日本システムデザイン(梅北千広社長)は“マッチング”をキーワードに特色あるSIビジネスを展開している。人材や人脈、不動産などの最適な組み合わせを実現するシステムを独自に開発。マッチングで課題を抱える企業からの受注を増やすとともに、業務改革や営業力強化といった新規SI案件につなげた。一時期、「これといった特色がない」状態に陥っていた同社だったが、マッチングによって特色をうまく打ち出してビジネスを伸ばしている。(取材・文/安藤章司)
Company Data
会社名 日本システムデザイン
所在地 東京都
資本金 9800万円
設立 1988年1月
従業員数 約100人
事業概要 日本システムデザインは、マッチングに特化したSalesforce用の業種テンプレートがヒット商材となり、マッチングを必要とする業務領域でビジネスを伸ばしている。創業者の梅北千広社長は、日本情報サービスイノベーションパートナー協会(JASIPA)の立ち上げメンバーの一人でもある。
URL:https://www.n-sysdes.co.jp/
「越境EC」で思わぬ副次効果
水本 良取締役(左)と
鬼丸真平・執行役員クラウドサービス部部長
2018年1月で創業30周年を迎える日本システムデザインは、これまでさまざまな事業に挑戦し、その時代ごとの特色を打ち出してきた。従来型携帯電話が全盛の時代は、コイルフィルタをはじめとする電子部品の設計・開発を手がけ、多くの携帯電話に採用された実績をもつ。その後の一時期は、うまく特色を打ち出せず、総花的にSIを請け負う時期が続くものの新規事業の一環として、中国向けのネット通販事業を立ち上げ、SIとは少し違う方向性を模索していた。
中国向けネット通販は、いわゆる「越境EC」と呼ばれるジャンルで、中国の決済サービス会社や物流会社と連携し、日本の商品を中国に販売するもの。中国の市場動向は変化が激しく、越境ECを支えるバックヤードの仕組みを手組みで開発していては間に合わない。そこで採用したのが営業支援システムの「Salesforce」だった。越境ECのほうは中国側の規制強化の影響もあり伸び悩んでしまうが、Salesforceの活用ノウハウをテコに一般のユーザー企業にSalesforceの販売を始めたところ、これが予想していた以上に多くの反響を得ることになる。
Salesforceを販売しているSIerは数多くあるが、日本システムデザインではこれまで蓄積してきたマッチング業務のノウハウをSalesforceの業種テンプレートとして組み合わせることで、うまく特色を打ち出すことに成功。同社の水本良取締役は、「Salesforceをプラットフォームとしたビジネスが、15年頃から急速に伸び始めた」と話している。

=======

**取り組む課題**
日本システムデザインについての記事を、最後の文の後から書き継いでください。 これらの行は、記事とは別の出典から採られたものです。

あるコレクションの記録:

=======

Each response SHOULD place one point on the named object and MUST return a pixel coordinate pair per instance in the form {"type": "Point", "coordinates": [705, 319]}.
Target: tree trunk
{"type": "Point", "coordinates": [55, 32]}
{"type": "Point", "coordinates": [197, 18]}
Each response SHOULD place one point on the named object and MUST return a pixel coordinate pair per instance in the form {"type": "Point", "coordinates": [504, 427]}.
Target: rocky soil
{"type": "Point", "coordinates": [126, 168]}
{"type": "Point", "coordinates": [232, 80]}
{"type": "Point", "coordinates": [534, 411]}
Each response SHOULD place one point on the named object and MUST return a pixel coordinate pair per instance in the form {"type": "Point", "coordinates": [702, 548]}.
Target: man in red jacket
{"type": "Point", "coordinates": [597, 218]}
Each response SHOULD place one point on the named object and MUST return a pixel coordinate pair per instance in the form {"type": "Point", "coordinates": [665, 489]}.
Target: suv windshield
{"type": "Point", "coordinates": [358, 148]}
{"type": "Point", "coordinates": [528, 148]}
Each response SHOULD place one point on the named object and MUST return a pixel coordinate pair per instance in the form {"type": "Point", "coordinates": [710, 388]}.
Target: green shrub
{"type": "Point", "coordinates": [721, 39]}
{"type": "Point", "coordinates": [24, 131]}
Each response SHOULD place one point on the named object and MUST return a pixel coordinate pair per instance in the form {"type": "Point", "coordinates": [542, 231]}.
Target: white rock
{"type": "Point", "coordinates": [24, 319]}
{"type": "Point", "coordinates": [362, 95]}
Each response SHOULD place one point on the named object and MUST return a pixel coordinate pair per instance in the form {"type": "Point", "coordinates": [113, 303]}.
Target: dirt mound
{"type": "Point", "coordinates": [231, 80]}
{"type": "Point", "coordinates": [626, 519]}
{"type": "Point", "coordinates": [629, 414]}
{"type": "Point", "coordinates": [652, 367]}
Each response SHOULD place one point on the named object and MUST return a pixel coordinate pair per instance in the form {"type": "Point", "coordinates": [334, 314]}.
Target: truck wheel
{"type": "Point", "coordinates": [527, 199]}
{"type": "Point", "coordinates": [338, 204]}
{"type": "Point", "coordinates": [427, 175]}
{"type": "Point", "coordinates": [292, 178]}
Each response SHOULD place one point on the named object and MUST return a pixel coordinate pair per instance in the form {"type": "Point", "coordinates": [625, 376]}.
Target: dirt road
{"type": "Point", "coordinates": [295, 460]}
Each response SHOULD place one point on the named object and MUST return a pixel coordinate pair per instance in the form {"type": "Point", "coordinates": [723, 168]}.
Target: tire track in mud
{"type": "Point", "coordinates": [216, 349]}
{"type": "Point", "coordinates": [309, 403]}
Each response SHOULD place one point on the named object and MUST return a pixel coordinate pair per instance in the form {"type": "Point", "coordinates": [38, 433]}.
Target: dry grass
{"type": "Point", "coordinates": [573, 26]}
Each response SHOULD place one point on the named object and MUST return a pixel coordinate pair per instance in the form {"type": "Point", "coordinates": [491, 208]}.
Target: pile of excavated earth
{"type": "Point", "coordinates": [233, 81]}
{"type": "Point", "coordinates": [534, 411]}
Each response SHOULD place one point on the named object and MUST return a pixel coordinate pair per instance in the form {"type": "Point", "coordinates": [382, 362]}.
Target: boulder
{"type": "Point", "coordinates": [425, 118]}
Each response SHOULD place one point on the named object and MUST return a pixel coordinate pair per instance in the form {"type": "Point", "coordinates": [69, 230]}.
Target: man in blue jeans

=======

**解答**
Salesforceを巧みに活用する
同社がマッチングのシステムを本格的に開発したのは03年頃、建築会社向けに納めたのがきっかけだった。建物が完成して、施主に引き渡す前、施工中にできた小さな傷を修復する専門の会社が入って最後の点検を行う。このとき最適な修復会社をマッチングシステムで選び出す仕組みだ。その後、人材派遣で人材と仕事のマッチング、不動産で買い手、売り手とのマッチングなど、さまざまな案件をこなしてきた。
こうしたノウハウをSalesforceの業種テンプレート「マッチングコーディネータ」として発売したところ、「マッチングを必要とする業種・業務から引き合いが一段と増えた」(鬼丸真平・執行役員クラウドサービス部部長)と、Salesforce連携を機にビジネスが一気に拡大。並行してSalesforceの検索機能を補助する「検索クリエイター」も製品化した。昨年度(16年6月期)は、これらSalesforceに関連する製品やSIの売り上げが全体の3割余りを占めるまでに伸びている。
マッチングコーディネータでは、例えば、看護師と病院、士業と法律事務所、IT技術者と開発案件といったマッチングなど、さまざまな業種・業態で採用が進んでいる。興味深いところでは、学術界向けの商社で、論文の共著、同じ学校の先輩/後輩、学生時代の担当教授などから“学会の人脈”を可視化し、取り扱い商材とのマッチングに活用する例まである。これはマッチングだけでなく、営業支援システムとしてのSalesforceの機能も存分に生かしたもので、「Salesforceとの相乗効果」(鬼丸執行役員)をうまく引き出したケースだ。
Salesforceのプラットフォームを活用し、マッチングを軸に自らの強みや特色を上手くだすことで顧客のニーズをつかむ。さらにこの商談をきっかけに営業の効率化や顧客接点の可視化、引き継ぎ業務のシステム化など幅広い業務改善を提案。商談ボリュームを増やして売上増につなげている。